### Task statement
Copy the listing below word for word, leaving out the pictures.

### Raw data
▼▼▼
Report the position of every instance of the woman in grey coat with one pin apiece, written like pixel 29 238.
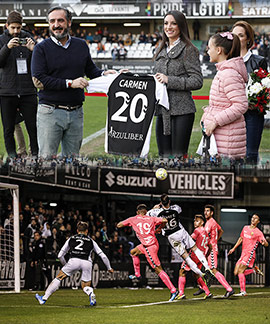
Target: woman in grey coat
pixel 177 65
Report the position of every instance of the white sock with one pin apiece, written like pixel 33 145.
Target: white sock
pixel 199 254
pixel 193 266
pixel 53 286
pixel 88 290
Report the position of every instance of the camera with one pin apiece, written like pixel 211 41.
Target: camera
pixel 22 41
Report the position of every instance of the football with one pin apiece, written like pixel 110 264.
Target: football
pixel 161 174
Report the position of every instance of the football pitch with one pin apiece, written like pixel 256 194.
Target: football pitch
pixel 142 306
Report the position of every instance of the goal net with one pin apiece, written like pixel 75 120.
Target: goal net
pixel 9 239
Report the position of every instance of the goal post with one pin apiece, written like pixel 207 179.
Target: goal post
pixel 16 232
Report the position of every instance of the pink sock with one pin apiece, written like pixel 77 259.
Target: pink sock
pixel 203 285
pixel 248 271
pixel 165 278
pixel 242 281
pixel 136 265
pixel 181 285
pixel 223 281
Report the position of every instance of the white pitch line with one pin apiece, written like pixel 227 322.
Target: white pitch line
pixel 93 136
pixel 127 306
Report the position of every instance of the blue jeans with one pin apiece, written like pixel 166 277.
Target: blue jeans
pixel 254 126
pixel 55 126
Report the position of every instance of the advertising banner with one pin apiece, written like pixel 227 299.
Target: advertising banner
pixel 130 181
pixel 181 184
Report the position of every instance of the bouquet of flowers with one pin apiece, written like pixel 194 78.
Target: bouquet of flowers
pixel 258 90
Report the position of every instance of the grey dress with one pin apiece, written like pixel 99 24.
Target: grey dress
pixel 182 66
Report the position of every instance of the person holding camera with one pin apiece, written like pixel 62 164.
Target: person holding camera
pixel 17 91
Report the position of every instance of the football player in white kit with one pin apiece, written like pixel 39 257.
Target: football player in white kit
pixel 80 247
pixel 177 236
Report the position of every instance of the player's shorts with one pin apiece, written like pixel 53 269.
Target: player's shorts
pixel 151 254
pixel 75 264
pixel 212 259
pixel 247 259
pixel 186 267
pixel 181 241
▲▲▲
### Final answer
Report the position of every instance of the woman in grey coat with one pin apiece, written like pixel 29 238.
Target: woman in grey coat
pixel 177 65
Report the position of every instance of the white sock with one pin apiece, written like pixel 33 145.
Target: white sock
pixel 199 254
pixel 193 266
pixel 53 286
pixel 88 290
Report the position of every instance of the camera with one pin apiece, written like pixel 211 41.
Target: camera
pixel 22 41
Report the position of every instance of the football with one pin apiece, written like pixel 110 264.
Target: football
pixel 161 174
Report the position of every instance of the football pitch with one pin apiece, written like pixel 256 194.
Target: football pitch
pixel 142 306
Report the position of every instance of the goal net with one pin apiece, written like pixel 75 120.
Target: goal net
pixel 9 239
Report the position of every instance of the goal post with one pin apiece, written like pixel 207 179.
Target: goal post
pixel 16 232
Report the position of every instance of the pink sock with one pin apiece, written like pixel 77 259.
Target: pink sock
pixel 203 285
pixel 248 271
pixel 165 278
pixel 242 281
pixel 136 265
pixel 181 285
pixel 223 281
Report the position of every instance of the white pitch line with one pin apiece, written like pixel 227 322.
Target: white pitch line
pixel 93 136
pixel 127 306
Report the position of every instance of the blue jeans with one pin apiece, written like pixel 166 277.
Target: blue jeans
pixel 254 126
pixel 55 126
Report the position of every instance of the advertising banner with one pin apiece, written like pixel 227 299.
Target: advertising banner
pixel 130 181
pixel 181 184
Report the position of every instance of the bouquet of flowers with one pin apiece, written like pixel 194 78.
Target: bouquet of flowers
pixel 258 90
Report the position of every instance of the grey dress with one pin apiece, written like pixel 99 24.
Target: grey dress
pixel 182 66
Report the position of every instance of the person holding camera with one pin apiece, written like pixel 62 164.
Target: person holding camera
pixel 17 91
Report the position of every instance of the football player in white kit with one pin apiece, written like pixel 39 257.
Target: football player in white kit
pixel 80 247
pixel 177 236
Report the position of every instance of the player's shorts with one pin apiece, written like pixel 53 269.
Target: player's shorts
pixel 151 254
pixel 75 264
pixel 212 259
pixel 247 259
pixel 186 267
pixel 181 241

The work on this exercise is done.